_INSTRUCTIONS FOR THE TASK_: Starting at the line that contains "685, row 399." and ending after the line that contains "column 228, row 545", rewrite those lines with every "woman" replaced by "person" and everything else unchanged.

Location identification entries:
────────────────────────────────────────

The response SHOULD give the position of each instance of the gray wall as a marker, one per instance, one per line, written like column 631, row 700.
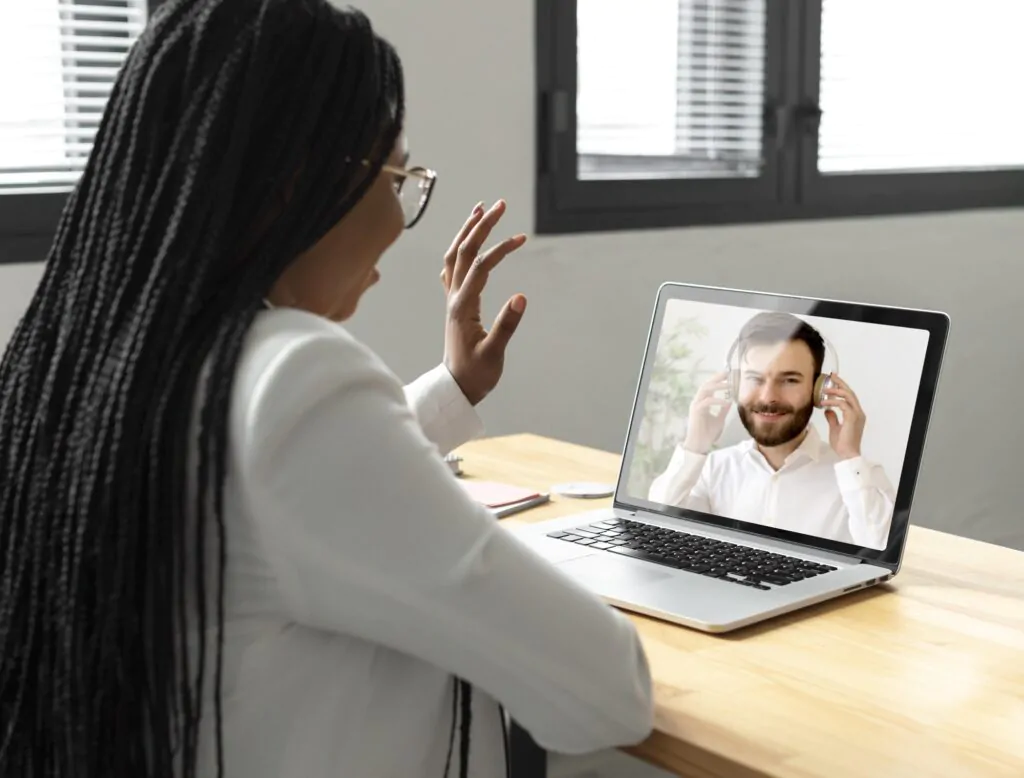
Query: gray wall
column 573, row 363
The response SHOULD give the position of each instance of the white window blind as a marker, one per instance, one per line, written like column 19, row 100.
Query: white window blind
column 670, row 88
column 921, row 85
column 58, row 59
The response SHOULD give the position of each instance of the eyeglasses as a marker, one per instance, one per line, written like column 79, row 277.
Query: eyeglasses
column 414, row 186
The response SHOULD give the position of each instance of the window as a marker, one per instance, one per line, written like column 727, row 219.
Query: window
column 58, row 59
column 670, row 113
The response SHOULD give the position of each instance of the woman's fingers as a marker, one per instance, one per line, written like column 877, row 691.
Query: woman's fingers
column 470, row 248
column 476, row 276
column 452, row 253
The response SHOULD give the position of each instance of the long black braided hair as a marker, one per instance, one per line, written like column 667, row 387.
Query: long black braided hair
column 178, row 227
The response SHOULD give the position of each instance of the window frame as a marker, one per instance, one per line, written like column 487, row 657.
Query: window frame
column 28, row 221
column 791, row 187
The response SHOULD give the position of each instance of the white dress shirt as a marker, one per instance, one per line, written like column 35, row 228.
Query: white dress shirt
column 814, row 491
column 360, row 577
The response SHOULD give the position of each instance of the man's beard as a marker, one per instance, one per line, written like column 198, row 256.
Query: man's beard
column 776, row 433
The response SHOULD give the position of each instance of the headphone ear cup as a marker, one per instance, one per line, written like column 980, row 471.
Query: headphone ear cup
column 819, row 388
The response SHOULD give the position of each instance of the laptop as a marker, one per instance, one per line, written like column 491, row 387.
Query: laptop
column 770, row 459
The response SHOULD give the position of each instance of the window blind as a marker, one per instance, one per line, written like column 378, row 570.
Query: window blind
column 670, row 88
column 921, row 85
column 58, row 59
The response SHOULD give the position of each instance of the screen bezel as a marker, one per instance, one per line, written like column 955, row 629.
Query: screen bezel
column 937, row 326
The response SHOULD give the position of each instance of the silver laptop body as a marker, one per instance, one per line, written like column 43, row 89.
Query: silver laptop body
column 718, row 573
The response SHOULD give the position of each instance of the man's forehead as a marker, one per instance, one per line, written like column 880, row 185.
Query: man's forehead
column 792, row 355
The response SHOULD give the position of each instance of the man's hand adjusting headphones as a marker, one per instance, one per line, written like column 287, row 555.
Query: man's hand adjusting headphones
column 705, row 427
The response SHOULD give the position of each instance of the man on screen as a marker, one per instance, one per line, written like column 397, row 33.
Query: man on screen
column 785, row 476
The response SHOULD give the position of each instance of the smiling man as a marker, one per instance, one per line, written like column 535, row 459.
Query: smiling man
column 785, row 475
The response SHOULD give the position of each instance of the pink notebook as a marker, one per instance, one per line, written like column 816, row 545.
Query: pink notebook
column 494, row 494
column 503, row 499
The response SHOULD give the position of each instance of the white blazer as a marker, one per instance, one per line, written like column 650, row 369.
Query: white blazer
column 360, row 577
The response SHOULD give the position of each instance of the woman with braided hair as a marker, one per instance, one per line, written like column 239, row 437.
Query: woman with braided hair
column 228, row 543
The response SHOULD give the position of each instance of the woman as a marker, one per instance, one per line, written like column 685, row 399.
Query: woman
column 228, row 545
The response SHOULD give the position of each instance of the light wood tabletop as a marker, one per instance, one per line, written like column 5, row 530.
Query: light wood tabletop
column 920, row 678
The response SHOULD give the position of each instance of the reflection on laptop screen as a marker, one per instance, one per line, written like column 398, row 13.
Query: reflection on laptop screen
column 792, row 422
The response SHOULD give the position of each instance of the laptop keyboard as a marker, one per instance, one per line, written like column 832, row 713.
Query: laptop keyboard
column 717, row 559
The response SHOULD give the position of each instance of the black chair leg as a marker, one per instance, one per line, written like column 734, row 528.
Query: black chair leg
column 528, row 760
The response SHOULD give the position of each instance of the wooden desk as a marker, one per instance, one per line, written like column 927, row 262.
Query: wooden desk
column 923, row 678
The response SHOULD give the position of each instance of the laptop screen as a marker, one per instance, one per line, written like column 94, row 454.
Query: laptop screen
column 791, row 422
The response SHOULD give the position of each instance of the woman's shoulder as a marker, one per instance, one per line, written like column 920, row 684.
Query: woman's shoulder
column 292, row 361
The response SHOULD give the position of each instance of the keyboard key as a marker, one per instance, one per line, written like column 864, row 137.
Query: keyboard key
column 719, row 559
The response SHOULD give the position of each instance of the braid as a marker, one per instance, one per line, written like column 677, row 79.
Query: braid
column 113, row 544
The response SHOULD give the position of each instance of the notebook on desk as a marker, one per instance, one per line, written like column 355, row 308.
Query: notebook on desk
column 503, row 499
column 759, row 476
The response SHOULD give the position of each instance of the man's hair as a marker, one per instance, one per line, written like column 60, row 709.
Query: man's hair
column 773, row 327
column 237, row 134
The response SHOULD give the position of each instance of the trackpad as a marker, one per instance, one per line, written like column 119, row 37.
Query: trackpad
column 603, row 572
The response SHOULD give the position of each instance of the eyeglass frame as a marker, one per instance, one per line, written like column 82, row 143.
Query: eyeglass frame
column 424, row 174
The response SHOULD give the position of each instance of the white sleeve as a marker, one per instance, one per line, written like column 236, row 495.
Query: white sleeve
column 369, row 534
column 448, row 419
column 869, row 500
column 682, row 483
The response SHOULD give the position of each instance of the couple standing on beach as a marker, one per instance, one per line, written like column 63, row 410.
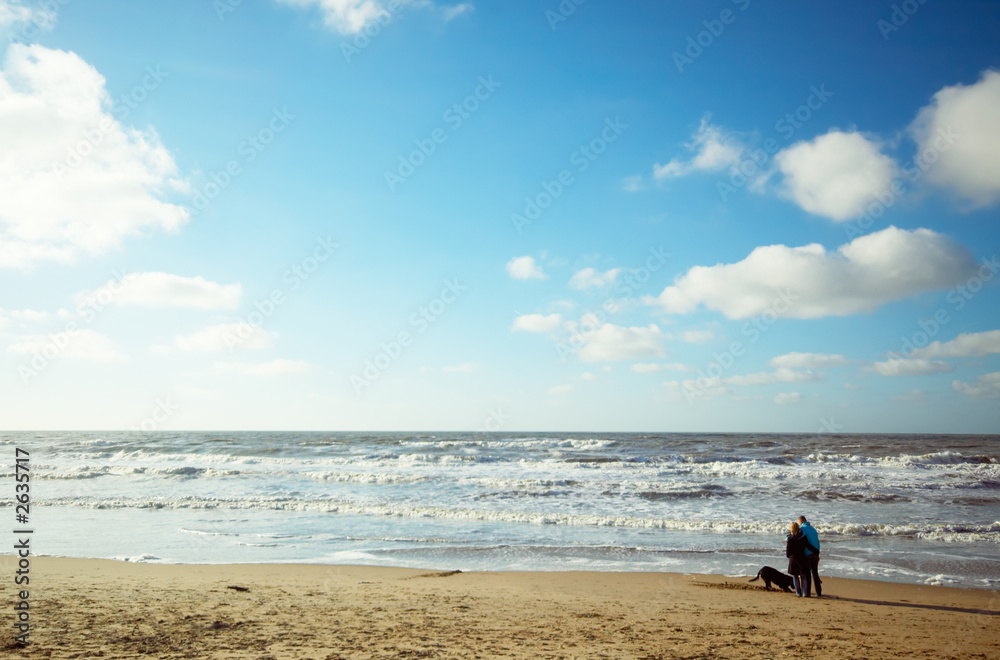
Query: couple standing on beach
column 802, row 550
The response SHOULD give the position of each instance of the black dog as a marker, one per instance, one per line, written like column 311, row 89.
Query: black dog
column 769, row 575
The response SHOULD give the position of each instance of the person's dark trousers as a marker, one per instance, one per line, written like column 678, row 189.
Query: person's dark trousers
column 813, row 561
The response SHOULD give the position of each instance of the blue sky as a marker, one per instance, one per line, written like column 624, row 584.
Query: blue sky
column 361, row 214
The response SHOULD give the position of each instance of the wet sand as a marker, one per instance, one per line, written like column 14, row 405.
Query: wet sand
column 84, row 608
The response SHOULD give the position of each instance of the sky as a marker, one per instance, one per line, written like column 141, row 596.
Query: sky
column 505, row 216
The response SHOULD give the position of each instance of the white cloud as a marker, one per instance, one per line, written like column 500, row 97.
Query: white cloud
column 464, row 368
column 351, row 16
column 967, row 344
column 786, row 398
column 966, row 117
column 536, row 323
column 909, row 367
column 714, row 151
column 23, row 316
column 780, row 375
column 455, row 11
column 225, row 337
column 836, row 174
column 807, row 282
column 524, row 268
column 986, row 386
column 272, row 368
column 56, row 112
column 588, row 277
column 654, row 367
column 808, row 360
column 84, row 344
column 695, row 336
column 166, row 290
column 613, row 343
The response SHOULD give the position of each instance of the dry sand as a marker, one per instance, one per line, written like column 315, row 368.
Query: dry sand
column 96, row 608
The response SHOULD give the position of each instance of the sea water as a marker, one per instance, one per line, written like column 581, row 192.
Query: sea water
column 907, row 508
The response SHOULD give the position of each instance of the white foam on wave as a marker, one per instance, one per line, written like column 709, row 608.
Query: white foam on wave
column 939, row 532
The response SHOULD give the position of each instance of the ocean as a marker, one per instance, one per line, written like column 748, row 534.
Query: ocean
column 920, row 509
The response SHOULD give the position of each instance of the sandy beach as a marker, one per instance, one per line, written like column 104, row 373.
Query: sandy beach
column 83, row 608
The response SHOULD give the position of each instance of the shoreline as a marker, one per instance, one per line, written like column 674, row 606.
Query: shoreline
column 118, row 609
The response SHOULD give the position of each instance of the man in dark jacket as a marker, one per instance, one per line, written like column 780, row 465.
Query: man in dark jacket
column 812, row 558
column 795, row 545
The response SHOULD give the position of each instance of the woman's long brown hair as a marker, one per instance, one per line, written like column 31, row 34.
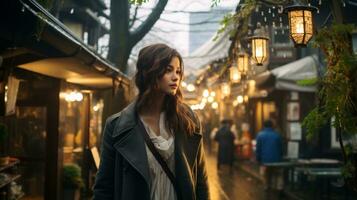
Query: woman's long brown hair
column 152, row 63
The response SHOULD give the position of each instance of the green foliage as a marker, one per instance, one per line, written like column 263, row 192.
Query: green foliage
column 338, row 84
column 237, row 21
column 215, row 3
column 337, row 91
column 72, row 176
column 138, row 2
column 3, row 133
column 307, row 82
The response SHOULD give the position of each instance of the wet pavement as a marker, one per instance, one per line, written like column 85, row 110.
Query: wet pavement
column 232, row 186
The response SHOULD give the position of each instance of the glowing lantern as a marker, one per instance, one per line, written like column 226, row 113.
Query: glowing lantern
column 301, row 24
column 243, row 62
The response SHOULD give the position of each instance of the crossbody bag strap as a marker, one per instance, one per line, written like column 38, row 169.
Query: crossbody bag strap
column 158, row 157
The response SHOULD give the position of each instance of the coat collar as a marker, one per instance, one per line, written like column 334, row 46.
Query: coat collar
column 130, row 144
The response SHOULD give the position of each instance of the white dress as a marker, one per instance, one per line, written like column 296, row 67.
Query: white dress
column 161, row 186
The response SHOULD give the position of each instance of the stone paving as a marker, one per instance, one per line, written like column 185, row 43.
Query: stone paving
column 236, row 186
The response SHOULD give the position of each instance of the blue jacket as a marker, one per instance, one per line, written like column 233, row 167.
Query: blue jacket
column 269, row 146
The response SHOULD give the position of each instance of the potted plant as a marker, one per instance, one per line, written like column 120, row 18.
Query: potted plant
column 72, row 181
column 4, row 158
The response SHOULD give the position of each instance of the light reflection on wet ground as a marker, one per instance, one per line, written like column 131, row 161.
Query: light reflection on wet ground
column 227, row 186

────────────────────────────────────────

_CORRECT ANSWER_:
The response SHOULD give the position of each instance of the person as a marker, one per instance, one per line, written like column 685, row 399.
Query: person
column 228, row 545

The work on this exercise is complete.